Qualche episodio insolito che ricorda e che non è stato detto nei suoi libri.
“C’era con noi un medico ebreo osservante. Lei sa che la religione ebraica prevede dei digiuni molto rigorosi: in quei giorni non si mangia niente e neppure si lavora. Questo medico alla sera – dopo il lavoro – disse al capo-baracca che la zuppa non la voleva, perché era giorno di digiuno e lui non la poteva mangiare. Il capo-baracca era un comunista tedesco, abbastanza indurito dal suo mestiere (aveva dieci anni di lager alle spalle), però, colpito dalla forza morale del prigioniero, gli conservò la zuppa fino a quando quest’ultimo non terminò il suo digiuno. Questo atto di umanità mi aveva molto impressionato”.

Può stabilire un rapporto tra lei e gli altri scrittori di religione ebraica (Ginzburg, Bassani)?
“Un rapporto complesso c’è, evidentemente. L’ambiente di Natalia Ginzburg è il mio stesso ambiente; abbiamo parenti in comune; lei è nata Levi e suo fratello era il nostro medico. L’ambiente della borghesia ebraica torinese è quello in cui sono nato e cresciuto. Quello di Bassani è diverso; sia Bassani che i suoi personaggi appartengono ad un’altra borghesia ebraica, quella di Ferrara, che io conosco abbastanza poco. E che non mi piace tanto, perché erano una classe abbastanza consapevole dei propri privilegi, abbastanza esclusiva (vedi il famoso muro di cinta) e riservata e chiusa”.

Dati di puntamento sulle regioni
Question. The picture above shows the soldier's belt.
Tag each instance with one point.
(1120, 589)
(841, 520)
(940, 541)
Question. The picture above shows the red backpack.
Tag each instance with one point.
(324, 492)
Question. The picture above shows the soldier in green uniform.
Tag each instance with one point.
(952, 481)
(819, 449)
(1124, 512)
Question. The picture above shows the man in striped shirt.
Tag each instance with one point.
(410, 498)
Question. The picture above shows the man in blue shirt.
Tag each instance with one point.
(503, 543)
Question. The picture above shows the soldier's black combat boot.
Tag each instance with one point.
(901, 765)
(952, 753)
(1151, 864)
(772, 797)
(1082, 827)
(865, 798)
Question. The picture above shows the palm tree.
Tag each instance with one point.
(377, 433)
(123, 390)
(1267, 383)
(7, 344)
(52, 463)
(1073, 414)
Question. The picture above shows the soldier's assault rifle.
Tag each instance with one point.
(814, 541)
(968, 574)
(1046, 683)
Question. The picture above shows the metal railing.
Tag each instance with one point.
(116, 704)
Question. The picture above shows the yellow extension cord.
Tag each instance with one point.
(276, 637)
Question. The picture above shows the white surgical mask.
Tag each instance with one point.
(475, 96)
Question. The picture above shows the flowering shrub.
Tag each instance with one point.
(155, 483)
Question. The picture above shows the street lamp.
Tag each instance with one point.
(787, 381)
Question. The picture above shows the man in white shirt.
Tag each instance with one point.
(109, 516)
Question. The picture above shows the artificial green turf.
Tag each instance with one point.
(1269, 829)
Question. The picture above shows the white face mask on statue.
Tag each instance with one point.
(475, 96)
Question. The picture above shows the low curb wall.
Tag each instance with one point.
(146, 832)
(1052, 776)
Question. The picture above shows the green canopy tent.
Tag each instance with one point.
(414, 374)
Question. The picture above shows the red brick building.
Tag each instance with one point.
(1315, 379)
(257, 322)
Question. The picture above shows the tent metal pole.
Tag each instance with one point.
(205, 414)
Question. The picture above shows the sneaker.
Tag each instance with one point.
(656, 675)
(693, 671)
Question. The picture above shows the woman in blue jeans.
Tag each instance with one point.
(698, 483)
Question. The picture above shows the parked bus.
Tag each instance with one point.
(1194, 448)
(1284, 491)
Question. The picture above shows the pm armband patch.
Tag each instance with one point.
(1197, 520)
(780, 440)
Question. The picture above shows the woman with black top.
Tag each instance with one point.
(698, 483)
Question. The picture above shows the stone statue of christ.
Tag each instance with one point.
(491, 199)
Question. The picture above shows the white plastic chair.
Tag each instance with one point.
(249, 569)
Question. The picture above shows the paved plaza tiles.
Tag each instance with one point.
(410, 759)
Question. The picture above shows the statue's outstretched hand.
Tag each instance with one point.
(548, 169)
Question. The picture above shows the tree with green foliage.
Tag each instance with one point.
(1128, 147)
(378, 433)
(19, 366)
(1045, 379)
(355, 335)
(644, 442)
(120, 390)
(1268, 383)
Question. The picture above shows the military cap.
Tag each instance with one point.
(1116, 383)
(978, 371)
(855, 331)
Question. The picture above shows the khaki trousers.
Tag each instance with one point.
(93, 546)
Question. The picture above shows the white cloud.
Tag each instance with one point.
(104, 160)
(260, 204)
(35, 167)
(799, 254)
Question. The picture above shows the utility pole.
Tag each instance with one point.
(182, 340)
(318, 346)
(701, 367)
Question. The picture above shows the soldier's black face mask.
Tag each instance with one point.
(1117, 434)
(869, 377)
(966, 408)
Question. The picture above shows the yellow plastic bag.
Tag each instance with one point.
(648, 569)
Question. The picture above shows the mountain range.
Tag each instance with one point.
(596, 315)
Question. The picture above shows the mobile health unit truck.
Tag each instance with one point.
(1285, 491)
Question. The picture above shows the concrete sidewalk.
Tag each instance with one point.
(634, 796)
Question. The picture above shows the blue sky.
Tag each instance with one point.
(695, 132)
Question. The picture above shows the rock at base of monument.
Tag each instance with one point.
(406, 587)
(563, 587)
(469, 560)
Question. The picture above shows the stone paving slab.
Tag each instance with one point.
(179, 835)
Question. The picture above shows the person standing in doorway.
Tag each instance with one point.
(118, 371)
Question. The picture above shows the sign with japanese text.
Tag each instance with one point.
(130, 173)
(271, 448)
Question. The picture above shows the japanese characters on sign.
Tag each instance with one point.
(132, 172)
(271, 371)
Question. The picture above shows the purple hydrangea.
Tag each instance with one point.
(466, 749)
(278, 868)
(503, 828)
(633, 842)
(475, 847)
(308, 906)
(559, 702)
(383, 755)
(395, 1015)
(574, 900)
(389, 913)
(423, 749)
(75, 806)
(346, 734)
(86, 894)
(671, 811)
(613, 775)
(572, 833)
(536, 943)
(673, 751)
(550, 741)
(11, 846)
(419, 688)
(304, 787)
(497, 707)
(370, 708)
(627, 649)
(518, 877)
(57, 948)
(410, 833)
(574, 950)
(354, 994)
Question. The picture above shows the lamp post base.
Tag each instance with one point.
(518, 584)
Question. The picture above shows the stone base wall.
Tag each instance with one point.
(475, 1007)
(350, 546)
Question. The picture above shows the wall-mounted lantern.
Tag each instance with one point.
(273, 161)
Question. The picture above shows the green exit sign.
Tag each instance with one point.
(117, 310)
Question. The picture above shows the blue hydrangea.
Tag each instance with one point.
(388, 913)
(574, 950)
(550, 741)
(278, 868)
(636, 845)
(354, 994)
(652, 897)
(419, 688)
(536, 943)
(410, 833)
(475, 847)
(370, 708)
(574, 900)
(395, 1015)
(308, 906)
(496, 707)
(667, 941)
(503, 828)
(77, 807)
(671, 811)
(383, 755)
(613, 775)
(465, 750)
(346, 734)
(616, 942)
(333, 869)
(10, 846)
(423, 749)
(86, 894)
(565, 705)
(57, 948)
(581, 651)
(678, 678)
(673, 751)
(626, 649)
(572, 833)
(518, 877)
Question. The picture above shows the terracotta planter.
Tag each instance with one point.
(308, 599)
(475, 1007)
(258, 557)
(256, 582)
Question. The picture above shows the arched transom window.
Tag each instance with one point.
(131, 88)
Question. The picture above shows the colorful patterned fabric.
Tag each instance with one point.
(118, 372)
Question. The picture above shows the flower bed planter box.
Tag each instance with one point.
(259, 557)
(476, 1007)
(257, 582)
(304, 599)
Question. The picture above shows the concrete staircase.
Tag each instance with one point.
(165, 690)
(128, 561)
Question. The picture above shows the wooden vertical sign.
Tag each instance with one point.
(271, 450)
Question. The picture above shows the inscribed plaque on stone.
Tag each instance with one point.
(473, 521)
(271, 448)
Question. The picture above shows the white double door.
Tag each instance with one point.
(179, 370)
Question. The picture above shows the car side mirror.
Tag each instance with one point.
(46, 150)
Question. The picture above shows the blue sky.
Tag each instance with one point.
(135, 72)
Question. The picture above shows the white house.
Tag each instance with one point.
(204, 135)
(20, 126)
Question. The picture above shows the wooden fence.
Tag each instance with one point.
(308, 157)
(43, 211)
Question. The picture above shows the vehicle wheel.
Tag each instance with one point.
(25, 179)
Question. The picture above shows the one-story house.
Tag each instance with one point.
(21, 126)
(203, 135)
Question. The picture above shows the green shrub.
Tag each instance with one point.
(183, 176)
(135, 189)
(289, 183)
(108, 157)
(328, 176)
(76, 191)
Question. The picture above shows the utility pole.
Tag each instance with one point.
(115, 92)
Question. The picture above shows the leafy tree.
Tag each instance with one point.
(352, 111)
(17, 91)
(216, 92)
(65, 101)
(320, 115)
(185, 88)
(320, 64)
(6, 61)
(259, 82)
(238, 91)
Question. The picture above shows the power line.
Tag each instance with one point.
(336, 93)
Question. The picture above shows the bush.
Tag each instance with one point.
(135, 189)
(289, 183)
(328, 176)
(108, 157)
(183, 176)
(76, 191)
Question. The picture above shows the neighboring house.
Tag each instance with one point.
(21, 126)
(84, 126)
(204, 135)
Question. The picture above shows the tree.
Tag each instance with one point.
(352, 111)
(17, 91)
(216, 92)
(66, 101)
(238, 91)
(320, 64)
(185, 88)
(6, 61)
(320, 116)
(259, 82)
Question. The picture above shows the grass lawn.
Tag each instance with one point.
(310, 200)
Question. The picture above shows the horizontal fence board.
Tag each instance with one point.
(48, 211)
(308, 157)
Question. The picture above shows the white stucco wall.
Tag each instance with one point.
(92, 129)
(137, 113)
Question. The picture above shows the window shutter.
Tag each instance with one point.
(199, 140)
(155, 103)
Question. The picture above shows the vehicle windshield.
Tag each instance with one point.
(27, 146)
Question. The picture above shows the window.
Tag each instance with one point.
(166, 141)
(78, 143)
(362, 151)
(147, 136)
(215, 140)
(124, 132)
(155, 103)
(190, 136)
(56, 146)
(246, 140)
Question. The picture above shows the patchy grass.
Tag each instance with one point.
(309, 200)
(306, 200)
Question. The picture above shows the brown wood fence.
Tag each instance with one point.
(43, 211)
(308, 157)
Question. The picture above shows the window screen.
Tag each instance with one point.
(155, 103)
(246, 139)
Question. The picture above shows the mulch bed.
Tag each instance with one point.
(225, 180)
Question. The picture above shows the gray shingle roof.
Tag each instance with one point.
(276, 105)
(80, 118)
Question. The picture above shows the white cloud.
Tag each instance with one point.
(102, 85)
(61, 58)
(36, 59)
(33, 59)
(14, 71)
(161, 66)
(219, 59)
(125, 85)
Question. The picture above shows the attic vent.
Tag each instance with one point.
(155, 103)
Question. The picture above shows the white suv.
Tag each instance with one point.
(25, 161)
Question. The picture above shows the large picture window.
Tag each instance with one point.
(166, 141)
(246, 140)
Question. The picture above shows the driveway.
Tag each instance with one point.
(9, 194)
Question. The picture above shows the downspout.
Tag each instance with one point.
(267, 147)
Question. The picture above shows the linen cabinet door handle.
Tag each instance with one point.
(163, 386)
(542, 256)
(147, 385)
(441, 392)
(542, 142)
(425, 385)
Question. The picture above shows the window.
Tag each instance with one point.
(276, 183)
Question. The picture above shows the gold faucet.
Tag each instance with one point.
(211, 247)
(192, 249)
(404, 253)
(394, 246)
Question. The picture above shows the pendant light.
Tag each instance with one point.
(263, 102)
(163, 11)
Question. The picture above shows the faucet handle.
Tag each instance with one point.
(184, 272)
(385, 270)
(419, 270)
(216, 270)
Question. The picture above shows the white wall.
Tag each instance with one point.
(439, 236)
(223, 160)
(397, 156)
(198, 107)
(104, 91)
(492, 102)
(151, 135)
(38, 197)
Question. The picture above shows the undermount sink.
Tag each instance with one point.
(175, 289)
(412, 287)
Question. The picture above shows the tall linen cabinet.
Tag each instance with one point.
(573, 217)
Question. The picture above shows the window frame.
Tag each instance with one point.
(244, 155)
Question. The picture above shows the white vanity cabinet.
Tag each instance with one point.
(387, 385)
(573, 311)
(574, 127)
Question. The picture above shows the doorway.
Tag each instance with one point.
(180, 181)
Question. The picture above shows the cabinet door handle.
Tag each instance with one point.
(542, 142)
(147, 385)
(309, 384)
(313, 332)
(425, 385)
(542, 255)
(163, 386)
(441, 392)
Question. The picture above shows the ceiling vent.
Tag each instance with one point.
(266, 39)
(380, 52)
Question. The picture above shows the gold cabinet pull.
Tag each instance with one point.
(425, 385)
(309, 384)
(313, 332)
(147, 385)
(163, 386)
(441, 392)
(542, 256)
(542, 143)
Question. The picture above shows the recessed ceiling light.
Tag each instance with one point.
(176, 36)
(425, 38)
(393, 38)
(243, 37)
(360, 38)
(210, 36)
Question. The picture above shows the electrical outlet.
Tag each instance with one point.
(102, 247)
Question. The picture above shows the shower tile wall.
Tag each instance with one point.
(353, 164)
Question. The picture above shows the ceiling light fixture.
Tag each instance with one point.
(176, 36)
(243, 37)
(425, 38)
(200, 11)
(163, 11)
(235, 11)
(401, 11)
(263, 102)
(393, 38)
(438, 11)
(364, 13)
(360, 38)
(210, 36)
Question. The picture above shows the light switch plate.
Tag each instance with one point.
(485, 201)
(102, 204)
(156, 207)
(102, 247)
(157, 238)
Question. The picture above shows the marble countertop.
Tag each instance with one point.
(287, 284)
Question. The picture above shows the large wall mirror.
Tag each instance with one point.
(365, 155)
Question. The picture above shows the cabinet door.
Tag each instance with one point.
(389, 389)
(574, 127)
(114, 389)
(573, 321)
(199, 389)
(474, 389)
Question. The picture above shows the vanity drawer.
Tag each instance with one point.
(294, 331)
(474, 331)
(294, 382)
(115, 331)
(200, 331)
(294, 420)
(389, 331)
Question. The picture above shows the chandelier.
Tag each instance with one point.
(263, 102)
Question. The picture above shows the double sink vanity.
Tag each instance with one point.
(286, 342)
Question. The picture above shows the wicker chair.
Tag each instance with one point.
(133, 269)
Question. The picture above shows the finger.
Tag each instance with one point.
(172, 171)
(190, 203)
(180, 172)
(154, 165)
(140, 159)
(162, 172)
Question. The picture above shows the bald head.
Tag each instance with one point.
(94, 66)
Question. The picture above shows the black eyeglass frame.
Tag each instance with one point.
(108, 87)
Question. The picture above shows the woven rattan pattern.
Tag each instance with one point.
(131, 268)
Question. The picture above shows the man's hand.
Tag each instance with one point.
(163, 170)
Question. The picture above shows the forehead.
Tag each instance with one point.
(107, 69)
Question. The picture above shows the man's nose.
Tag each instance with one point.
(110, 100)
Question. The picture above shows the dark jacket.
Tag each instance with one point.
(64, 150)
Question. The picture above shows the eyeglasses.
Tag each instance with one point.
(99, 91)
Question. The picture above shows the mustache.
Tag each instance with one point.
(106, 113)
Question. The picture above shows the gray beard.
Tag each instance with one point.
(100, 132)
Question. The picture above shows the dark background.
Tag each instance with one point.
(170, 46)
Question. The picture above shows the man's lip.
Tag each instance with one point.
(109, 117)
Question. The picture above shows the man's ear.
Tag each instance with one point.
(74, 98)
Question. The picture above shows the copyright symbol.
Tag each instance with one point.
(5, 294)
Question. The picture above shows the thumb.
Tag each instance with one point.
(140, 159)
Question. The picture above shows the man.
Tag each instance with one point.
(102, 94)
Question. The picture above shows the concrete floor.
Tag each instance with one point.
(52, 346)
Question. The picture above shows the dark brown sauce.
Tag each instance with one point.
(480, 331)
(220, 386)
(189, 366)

## ATTIVITÀ
Trascrivi dall'intervista il passo che comincia con "Qualche episodio insolito" e termina con "ebraica (Ginzburg, Bassani)?".

## SOLUZIONE
Qualche episodio insolito che ricorda e che non è stato detto nei suoi libri.
“C’era con noi un medico ebreo osservante. Lei sa che la religione ebraica prevede dei digiuni molto rigorosi: in quei giorni non si mangia niente e neppure si lavora. Questo medico alla sera – dopo il lavoro – disse al capo-baracca che la zuppa non la voleva, perché era giorno di digiuno e lui non la poteva mangiare. Il capo-baracca era un comunista tedesco, abbastanza indurito dal suo mestiere (aveva dieci anni di lager alle spalle), però, colpito dalla forza morale del prigioniero, gli conservò la zuppa fino a quando quest’ultimo non terminò il suo digiuno. Questo atto di umanità mi aveva molto impressionato”.

Può stabilire un rapporto tra lei e gli altri scrittori di religione ebraica (Ginzburg, Bassani)?